What the task asks:
Produce a verbatim copy of the entries listed below.

** START OF Records shown **

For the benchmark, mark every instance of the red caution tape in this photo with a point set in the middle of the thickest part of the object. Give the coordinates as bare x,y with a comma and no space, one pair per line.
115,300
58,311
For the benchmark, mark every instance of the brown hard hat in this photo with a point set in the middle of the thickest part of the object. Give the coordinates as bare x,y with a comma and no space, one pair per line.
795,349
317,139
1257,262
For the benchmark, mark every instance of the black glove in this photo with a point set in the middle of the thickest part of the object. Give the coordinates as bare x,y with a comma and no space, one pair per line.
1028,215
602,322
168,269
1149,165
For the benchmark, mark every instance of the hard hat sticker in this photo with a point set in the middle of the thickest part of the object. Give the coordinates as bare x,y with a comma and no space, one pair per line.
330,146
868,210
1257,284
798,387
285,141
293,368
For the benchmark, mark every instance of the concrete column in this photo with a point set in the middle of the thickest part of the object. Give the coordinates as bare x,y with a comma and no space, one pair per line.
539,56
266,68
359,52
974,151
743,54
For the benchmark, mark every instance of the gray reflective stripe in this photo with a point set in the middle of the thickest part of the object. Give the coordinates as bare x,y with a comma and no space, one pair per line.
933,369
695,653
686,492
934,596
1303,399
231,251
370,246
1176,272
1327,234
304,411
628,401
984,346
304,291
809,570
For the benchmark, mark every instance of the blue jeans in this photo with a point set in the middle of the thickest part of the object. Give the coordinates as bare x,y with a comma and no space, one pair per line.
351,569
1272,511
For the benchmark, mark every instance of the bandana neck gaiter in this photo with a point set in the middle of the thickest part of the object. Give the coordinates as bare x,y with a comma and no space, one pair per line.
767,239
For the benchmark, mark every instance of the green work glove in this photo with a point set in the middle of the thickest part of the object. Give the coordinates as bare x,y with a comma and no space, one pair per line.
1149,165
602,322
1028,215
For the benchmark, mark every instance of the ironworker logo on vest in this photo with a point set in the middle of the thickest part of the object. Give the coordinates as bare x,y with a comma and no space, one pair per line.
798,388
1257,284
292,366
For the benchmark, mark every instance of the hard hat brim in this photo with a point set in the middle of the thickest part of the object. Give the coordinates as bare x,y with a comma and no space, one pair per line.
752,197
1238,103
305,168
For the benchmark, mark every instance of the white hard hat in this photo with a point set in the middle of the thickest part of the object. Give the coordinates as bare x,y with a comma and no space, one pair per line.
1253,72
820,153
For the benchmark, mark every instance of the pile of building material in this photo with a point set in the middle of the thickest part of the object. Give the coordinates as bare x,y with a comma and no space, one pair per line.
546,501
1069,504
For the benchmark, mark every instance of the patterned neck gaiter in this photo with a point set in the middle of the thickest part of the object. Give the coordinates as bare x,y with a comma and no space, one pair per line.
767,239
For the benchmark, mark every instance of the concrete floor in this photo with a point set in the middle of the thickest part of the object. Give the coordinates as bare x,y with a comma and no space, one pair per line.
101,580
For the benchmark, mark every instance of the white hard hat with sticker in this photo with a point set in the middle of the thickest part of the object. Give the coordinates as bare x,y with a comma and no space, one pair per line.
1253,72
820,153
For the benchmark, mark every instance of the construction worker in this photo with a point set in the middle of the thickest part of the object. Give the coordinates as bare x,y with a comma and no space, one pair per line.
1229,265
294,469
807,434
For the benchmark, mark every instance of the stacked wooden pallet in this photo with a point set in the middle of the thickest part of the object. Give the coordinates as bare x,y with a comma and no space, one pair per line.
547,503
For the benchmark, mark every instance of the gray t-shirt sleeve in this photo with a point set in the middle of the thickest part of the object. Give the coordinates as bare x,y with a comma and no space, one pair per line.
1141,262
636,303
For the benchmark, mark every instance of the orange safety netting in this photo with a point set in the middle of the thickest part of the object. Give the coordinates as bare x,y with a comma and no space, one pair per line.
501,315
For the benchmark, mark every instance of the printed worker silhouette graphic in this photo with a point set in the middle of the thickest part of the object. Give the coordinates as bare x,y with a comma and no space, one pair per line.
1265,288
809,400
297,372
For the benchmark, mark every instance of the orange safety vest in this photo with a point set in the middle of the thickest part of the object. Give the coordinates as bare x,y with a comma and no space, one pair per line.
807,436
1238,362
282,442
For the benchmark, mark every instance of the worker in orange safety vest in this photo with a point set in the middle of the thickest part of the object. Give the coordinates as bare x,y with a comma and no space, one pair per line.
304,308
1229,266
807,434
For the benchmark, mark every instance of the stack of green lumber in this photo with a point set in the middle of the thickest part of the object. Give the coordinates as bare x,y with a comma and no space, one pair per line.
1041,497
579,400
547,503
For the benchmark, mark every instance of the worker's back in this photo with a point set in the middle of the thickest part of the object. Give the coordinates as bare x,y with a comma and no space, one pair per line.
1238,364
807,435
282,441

** END OF Records shown **

Right answer:
For the benchmark, mark every instance of the red caution tape in this photo with a point set in the middle of the thickest part of the object. Give the coordinates as bare x,y with a comma and no space, one pair per line.
115,300
58,311
For the benchmark, mark every instance of the brown hard hat in this photo with a point set in the middle of the thickest part of the object. Give the coordinates as bare x,y with a comma and no space, one pair per line.
795,349
317,139
1257,262
For the benchmark, mark every instance of the black glove in this photo with a point set in the middle of the thickest part of the object. Give the coordinates as bare x,y with a comma and no space, one pair per line.
1028,215
602,322
168,269
1149,165
For the benchmark, mark every instance of the hard hat sticker in this photo with a point set in the middle of the thickest part of the object. Give the coordinates as bare x,y with a comma and no space, one pair per line.
330,146
868,210
1257,284
798,387
285,141
293,368
For the benchmark, mark every instance of the concrete column in this photo with a point set in the middle of the thickest part of the object. Give the coordinates as bare x,y with a comma and no space, one pair per line.
539,56
266,68
359,52
974,151
743,54
For the benchmark, mark every instance of the gray reflective stripe in this photo with a point set in the middle of the thickest part of the object. Give the coordinates as bare x,y with a comma and no space, one pair per line.
933,369
695,653
686,492
934,596
1303,399
231,251
370,246
1176,272
1327,234
304,411
628,401
984,346
304,291
809,570
For the benchmark, mark every instance of the blue jeans in this photo with a point set in the middle of the thickest part of the object. Give the coordinates as bare x,y with a comma and no space, one pair per line.
351,569
1272,511
For the benchmark, mark every instance of the bandana neck gaiter in this photo with a point set in the middle of the thickest part of the object. Give the coordinates as bare x,y with a comma and no space, one pair per line.
767,239
For the benchmark, mark every instance of the green work glove in this photo with a point set in the middle of the thickest part of the object. Give the coordinates as bare x,y with a comma and no space, one pair per line.
1149,165
602,322
1028,215
For the benchmark, mark every instance of the ironworker logo on vest in this photo with a point set in the middle of the thickest part of the object. Give the coordinates as bare x,y with a comma and no space, one pair per line.
798,388
1257,284
292,366
For the benchmark, mark every instance of the hard hat brim in this photo with a point set in the middle of the thickest part of the object. Give the coordinates as bare x,y with a comma and no space, one pair per line.
752,197
1238,103
305,168
For the benchmark, mark every instance of the white hard hat in this photo with a point set in the middle of the thickest part of the object. Give the coordinates as bare x,y with a comma and no space, one pair per line.
1253,72
820,153
For the benchmark, mark every instance of the pile of building material in this photo with a point set in the middle of the thickest part of the object. Give the coordinates as bare x,y with a comma and no space, one pair per line.
546,501
1069,504
For the benchmark, mark every instance of the patterned neck gaiter in this photo with a point set in the middle of the thickest part of the object. Give the coordinates as bare x,y with a comma and no space, one pair per line.
767,239
For the benchmark, mark every instance of the concrete floor in this photo with a point set in the middle of the thickest part of the object. Give the coordinates as bare x,y with a comma and no space, one pair per line.
101,580
For the benchmark, mark every instance of the white hard hat with sticker in this photo with a point set in the middle of the thickest part of the object. Give the coordinates as bare x,y with a comma and no space, one pair per line.
1253,72
820,153
For the benchmark, mark every instance of the construction worker in this photo with a point set in the middle of the thickest part of the object. Give the coordinates as bare x,y with a comma and no space, one pair per line.
1229,265
294,469
807,434
For the benchmark, mark every instance of the stacked wooden pallet in this photo with a point set in the middle of the thickest part of the object. Give the coordinates as bare x,y with a comma and no space, one pair per line.
547,503
For the benchmark, mark every instance of the gray t-shirt sleeve in this photo with a point set in the middle of the thickest part of the object. Give the coordinates as bare x,y with a comma and no space, one pair per line.
1141,262
636,303
For the benchmark, mark every instance of the orange safety netting in this photo with a point set in the middle of the thickest part of the object. Give the coordinates as bare x,y with a comma and no space, one pair per line.
501,315
For the benchmark, mark every instance of the printed worker silhouette graphic in this photo with a point set in the middle of the thickest part of the object. Give the coordinates as bare x,y with a comma and no space, one pair per line.
1265,288
809,400
297,372
For the benchmark, mark every instance of the orange safety vest in this photo with a point set in the middle of the thickest part of the object. Give the coordinates as bare x,y with a comma and no space, one pair per line.
807,436
1238,362
282,442
For the benchmark, mark every instance of the worker in orange safety vest in this photo with a point set in the middle of the thickest part of the object. Give the coordinates as bare x,y with a comma and no space, one pair per line.
304,308
1229,266
807,434
For the benchmark, mark every instance of the stack of green lumber in this photo with a point set in the middle of the thickest part of the object. Give the coordinates as bare x,y with a comma and no space, one pair per line.
1041,497
579,400
547,503
For the benchmark, mark every instance of the worker's back in this photo with a point set in the middle of the thickest part of the object. Give the coordinates as bare x,y with a comma and no space, one pair per line.
1238,364
807,435
282,441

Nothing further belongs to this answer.